TASK ITEM
Continue the forum post quoting the study on neonicotinoid pesticides in honey bee pollen, starting right after its last sentence.

DOCUMENT SECTION
Zone 5a, Practicing non-intervention beekeeping
Here's very concerning study of pollen/neonics. Hope everyone reads it.
Detection of agricultural pesticides (and neonicotinoids in particular) in hives (including honey, pollen and wax) has been documented in the past: Bee-collected pollen was found to contain the neonicotinoid imidacloprid  in one study, although no adverse effects upon adults or brood were found . However, a more recent study found that rearing brood in comb contaminated with pesticides (including the neonicotinoids found in our study, thiamethoxam and clothianidin) led to delayed worker development . A field study examining the effects upon honey bees of clothianidin-treated canola found low levels of clothianidin in both pollen and nectar (0.93ppb and 2.59 ppb, respectively), but also found no significant effects upon honey bee populations . In studies in maize, guttation droplets produced by plants grown from neonicotinoid treated seed were shown to have from 10–100 mg/L of the pesticides and were found to cause paralysis and eventual death when fed to honey bees , while other studies have found traces of the seed treatment imidacloprid on vegetation near maize plantings and have hypothesized that sowing treated seed can cause dispersal of dust containing insecticide . Further evidence of detrimental effects of planting treated maize seed was noted by researchers in Italy, who found that honey bee mortality increased on the day seeds were planted and that numbers of foragers declined in the days following planting . A subsequent study demonstrated that bees that were induced to fly near a maize planter in Europe showed up to 100 ng of clothianidin/bee upon analysis. Interestingly, however, these bees did not die unless they were kept in conditions of high humidity .
Detection of clothianidin in pollen, both in stored pollen in cells and in pollen traps is a critical finding because clothianidin is even more toxic when administered to bees orally, with an LD50 of 2.8–3.7 ng/bee , . Given an average weight of 80–100 mg/bee, some of our pollen sample concentrations exceed the oral LD50. This, combined with the result that our samples of dead and dying honey bees consistently demonstrated the presence of clothianidin, suggests that the levels of both clothianidin and thiamethoxam found in our sampling of stored pollen in May of 2011 may have contributed to the deaths of the bees we analyzed. However, our analytical methods do not allow us to determine what fraction of the pesticide is on the surface of bees (contact toxicity, due to drift of soil or planter exhaust) vs. inside the body (oral toxicity, due to ingestion of contaminated pollen or guttation droplets). A combination of these exposure modalities is not unlikely.

DATA PROVIDED
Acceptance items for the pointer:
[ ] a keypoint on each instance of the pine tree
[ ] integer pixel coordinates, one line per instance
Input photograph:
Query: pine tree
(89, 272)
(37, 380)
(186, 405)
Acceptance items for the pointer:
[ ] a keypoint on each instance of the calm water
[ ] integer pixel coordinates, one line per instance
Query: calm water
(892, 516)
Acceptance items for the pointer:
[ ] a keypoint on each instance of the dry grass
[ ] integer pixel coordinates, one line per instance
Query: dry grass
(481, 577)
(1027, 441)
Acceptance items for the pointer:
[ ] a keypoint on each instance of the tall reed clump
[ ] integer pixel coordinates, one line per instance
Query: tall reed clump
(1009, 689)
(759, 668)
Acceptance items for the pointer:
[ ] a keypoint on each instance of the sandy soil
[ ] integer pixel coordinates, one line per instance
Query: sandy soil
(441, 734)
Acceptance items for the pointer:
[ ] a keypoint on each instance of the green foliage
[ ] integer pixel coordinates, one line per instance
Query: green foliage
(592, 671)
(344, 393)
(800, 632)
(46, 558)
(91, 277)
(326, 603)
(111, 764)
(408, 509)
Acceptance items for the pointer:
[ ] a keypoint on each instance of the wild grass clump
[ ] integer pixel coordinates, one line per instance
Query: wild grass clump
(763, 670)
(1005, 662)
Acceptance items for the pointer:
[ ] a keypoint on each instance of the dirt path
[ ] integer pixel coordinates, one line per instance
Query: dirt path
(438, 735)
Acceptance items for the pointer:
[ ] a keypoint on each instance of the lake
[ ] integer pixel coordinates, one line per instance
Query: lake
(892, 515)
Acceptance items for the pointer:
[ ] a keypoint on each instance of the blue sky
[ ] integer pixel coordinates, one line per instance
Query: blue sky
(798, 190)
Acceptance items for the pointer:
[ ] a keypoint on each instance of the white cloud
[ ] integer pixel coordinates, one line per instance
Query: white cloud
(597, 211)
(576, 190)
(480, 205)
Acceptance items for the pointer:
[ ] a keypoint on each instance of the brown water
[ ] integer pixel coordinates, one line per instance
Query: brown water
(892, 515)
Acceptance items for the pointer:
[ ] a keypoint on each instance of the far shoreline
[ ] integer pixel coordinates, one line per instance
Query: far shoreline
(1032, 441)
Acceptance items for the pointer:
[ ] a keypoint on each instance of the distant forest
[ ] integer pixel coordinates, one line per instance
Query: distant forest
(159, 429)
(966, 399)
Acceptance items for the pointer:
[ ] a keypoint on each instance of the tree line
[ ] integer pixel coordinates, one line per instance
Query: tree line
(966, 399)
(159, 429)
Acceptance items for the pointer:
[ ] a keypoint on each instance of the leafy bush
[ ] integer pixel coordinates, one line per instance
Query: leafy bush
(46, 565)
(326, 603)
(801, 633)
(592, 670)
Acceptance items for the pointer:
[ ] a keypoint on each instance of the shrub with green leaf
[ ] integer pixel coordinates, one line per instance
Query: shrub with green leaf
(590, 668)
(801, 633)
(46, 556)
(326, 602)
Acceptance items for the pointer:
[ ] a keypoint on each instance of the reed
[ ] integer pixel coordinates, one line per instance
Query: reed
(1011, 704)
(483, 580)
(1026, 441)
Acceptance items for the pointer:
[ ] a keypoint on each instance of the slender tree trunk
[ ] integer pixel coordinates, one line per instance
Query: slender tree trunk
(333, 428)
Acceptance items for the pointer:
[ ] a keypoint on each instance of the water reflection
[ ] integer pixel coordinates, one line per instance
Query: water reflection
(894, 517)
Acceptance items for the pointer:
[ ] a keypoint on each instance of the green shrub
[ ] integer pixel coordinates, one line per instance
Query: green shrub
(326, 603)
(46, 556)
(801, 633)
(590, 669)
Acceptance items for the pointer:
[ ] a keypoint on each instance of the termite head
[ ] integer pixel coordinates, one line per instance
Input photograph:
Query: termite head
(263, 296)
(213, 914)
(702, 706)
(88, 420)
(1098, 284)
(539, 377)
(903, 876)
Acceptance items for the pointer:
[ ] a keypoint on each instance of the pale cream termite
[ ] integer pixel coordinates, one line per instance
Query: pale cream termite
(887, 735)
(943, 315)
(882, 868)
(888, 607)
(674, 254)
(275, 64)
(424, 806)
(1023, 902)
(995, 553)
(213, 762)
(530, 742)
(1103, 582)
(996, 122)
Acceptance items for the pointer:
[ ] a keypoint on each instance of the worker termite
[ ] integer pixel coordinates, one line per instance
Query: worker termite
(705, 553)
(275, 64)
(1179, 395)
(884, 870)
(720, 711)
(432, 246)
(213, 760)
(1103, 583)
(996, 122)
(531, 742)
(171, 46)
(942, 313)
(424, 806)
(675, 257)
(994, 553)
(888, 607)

ANSWER SPACE
Our results also demonstrate that clothianidin is present in the surface soil of agricultural fields long after treated seed has been planted in that field. All soil samples we collected contained clothianidin, even in cases where no treated seed had been planted for 2 growing seasons. During the spring planting period, dust that arises from this soil may land on flowers frequented by bees, or possibly on the insects themselves. Of potentially greater concern are the very high levels of neonicotinoids (and fungicides) found in the talc that has been exposed to treated seed, since part of this highly mobile material is exhausted to the outside environment during planting and after planting. The large areas being planted with neonicotinoid treated seeds, combined with the high persistence of these materials and the mobility of disturbed soil and talc dust, carry potential for effects over an area that may exceed the boundaries of the production fields themselves. A key mechanism for honey bee exposure may occur during the period when maize is typically planted across much of the Midwest (mid-April through early May). At this time, the energetic requirements of honey bee colonies are increasing rapidly and pollen and nectar resources are being gathered for colony growth. Talc and soil dusts from planting are mobile and have the potential to contaminate any flowering plants that are commonly found in or near agricultural fields and are visited by honey bees, including dandelion (Taraxacum officinale), which has been shown to be a preferred pollen and nectar source for honey bees during this period, when floral resources are relatively limited .
Later in the season, when planting is largely complete, we found that honey bees will collect maize pollen that contains translocated neonicotinoids and other pesticides from seed. Translocation of neonicotinoids into pollen has previously been reported for maize grown from imidacloprid-treated seed , although the degree to which honey bees in our study gathered maize pollen was surprising. The finding that bee-collected pollen contained neonicotinoids is of particular concern because of the risks to newly-emerged nurse bees, which must feed upon pollen reserves in the hive immediately following emergence. Pollen is the primary source of protein for honey bees, and is fed to larvae by nurse bees in the form of royal jelly. A bee will consume 65 mg of pollen during the 10 day period it spends as a nurse bee , therefore a concentration of 20 ng/g (ppb) in pollen would correspond to a dose of 1.3 ng (65 mg×20 ng/g) or almost 50% of the oral LD50 of ca. 2.8 ng/bee . Some of our pollen concentrations were even higher, although it is important to note that LD50 is measured as a one-time dose, while exposure through contaminated pollen would be spread out over the 10 d period and that there is likely substantial metabolic decay of the compounds during this time. Lethal levels of insecticides in pollen are an obvious concern, but sublethal levels are also worthy of study as even slight behavioral effects may impact how affected bees carry out important tasks such as brood rearing, orientation and communication.
Also potentially important are the three fungicides found in bee-collected pollen samples (trifloxystrobin and azoxystrobin and propiconazole). Azoxystrobin and trifloxystrobin are frequently used in maize seed treatments as protectants and all three of these compounds are also widely applied to maize in North America, even in the absence of disease symptoms . These compounds are typically applied using aerial application during anthesis. Propiconazole has been shown to synergize toxicity of some neonicotinoids (thiacloprid and acetamiprid) to honey bees in the laboratory, although the same results have not been shown in field studies , . Although these fungicides are not acutely toxic to honey bees , the fact that they are routinely applied to areas that bees will frequent (i.e. maize plants at anthesis) coupled with the difficulties and uncertainties in assessing the toxicity of pesticide mixtures , indicate that they should be considered in future work.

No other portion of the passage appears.